● Texto dado

========

Em entrevista a Eduardo Febbro, da Página/12,
Stéphane Hessel, autor da obra “Indignem-se”, critica o ultra
liberalismo predador, a servidão da classe política ao sistema
financeiro, a anexação da política pela tecnocracia financeira, as
indústrias que destroem o planeta e a ocupação israelita da Palestina.
Aos 94 anos, depois de lutar na Resistência, sobreviver aos campos
nazistas e escrever a Declaração Universal dos Direitos Humanos,
Stéphane Hessel publicou um livrinho de 32 páginas, "Indignem-se", que
teve eco global.
A revolta não tem idade nem condição. Nos seus afáveis, lúcidos e combativos 94 anos, Stéphane Hessel encarna um momento único na história política humana: ter conseguido desencadear um movimento mundial de contestação democrática e cidadã com um livro de escassas 32 páginas: "Indignem-se". O livro foi lançado na França em outubro de 2010 e em março de 2011 converteu-se no alicerce do movimento espanhol dos indignados.
O quase um século de vida de Stéphane Hessel conectou-se primeiro
com a juventude espanhola que ocupou a Puerta del Sol e depois com os
demais protagonistas da indignação que se tornou planetária: Paris,
Londres, Roma, México, Bruxelas, Nova York, Washington, Tel-Aviv, Nova
Déli, São Paulo. Em cada canto do mundo e sob diferentes denominações, a
mensagem de Hessel encontrou um eco inimaginável.
O seu livro, entretanto, não contém nenhum discurso ideológico,
menos ainda algum chamado à excitação revolucionária. Indignem-se é, ao
mesmo tempo, um convite a tomar consciência sobre a forma calamitosa em
que estamos sendo governados, uma restauração nobre e humanista dos
valores fundamentais da democracia, um balde de água fria sobre a
adormecida consciência dos europeus convertidos em consumidores
obedientes e uma dura defesa do papel do Estado como regulador. Não deve
existir na história editorial um livro tão curto com um alcance tão
extenso.

========

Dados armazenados
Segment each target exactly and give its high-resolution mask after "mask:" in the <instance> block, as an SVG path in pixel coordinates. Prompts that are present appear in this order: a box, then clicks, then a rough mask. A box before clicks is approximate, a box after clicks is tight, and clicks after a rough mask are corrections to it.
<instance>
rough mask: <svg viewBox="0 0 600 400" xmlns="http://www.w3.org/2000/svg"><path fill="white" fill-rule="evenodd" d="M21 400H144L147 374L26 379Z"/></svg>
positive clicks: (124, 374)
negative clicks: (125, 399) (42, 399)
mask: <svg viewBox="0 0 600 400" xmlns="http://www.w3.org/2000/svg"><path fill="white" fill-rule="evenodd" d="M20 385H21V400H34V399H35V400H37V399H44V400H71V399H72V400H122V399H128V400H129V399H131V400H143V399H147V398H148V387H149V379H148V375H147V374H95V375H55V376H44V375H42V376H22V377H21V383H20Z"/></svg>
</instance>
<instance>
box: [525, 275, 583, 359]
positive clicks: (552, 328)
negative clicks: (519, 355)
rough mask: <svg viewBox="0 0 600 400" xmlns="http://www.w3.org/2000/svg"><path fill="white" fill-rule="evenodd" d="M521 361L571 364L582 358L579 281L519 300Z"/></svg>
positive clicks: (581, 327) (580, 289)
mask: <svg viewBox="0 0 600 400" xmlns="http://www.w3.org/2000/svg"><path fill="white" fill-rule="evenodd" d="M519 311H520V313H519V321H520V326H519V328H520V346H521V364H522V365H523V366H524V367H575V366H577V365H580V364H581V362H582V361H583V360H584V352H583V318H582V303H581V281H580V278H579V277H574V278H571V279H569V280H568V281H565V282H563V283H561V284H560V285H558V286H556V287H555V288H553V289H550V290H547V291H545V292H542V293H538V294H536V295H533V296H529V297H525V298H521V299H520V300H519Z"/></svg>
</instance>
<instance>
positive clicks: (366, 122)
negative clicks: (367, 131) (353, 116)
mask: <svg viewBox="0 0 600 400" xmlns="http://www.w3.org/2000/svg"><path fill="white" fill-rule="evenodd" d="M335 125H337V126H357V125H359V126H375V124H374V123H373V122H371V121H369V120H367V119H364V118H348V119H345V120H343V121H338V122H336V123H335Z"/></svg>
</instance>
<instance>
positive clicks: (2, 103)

========

● Lista de atividades
- 1) Passe para o inglês esta frase do texto sobre Stéphane Hessel: "A revolta não tem idade nem condição."
- 2) Prossiga o texto sobre Stéphane Hessel a partir da última frase dele, com mais um parágrafo no mesmo tom.
Os itens são um material à parte, sem ligação com o texto sobre Stéphane Hessel.

● Resultados do exercício
- 1) Revolt knows neither age nor condition.

- 2)
Quem olhe a mobilização mundial dos indignados pode pensar que
Hessel escreveu uma espécie de panfleto revolucionário, mas nada é mais
estranho a essa ideia. "Indignem-se" e os indignados inscrevem-se numa
corrente totalmente contrária à que se desenvolveu nas revoltas de Maio
de 68. Aquela geração estava contra o Estado. Ao contrário, o livro de
Hessel e seus adeptos reivindicam o retorno do Estado, de sua capacidade
de regular. Nada reflete melhor esse objetivo que um dos slogans mais
famosos que surgiram na Puerta del Sol: “Nós não somos anti-sistema, o
sistema é anti-nós”.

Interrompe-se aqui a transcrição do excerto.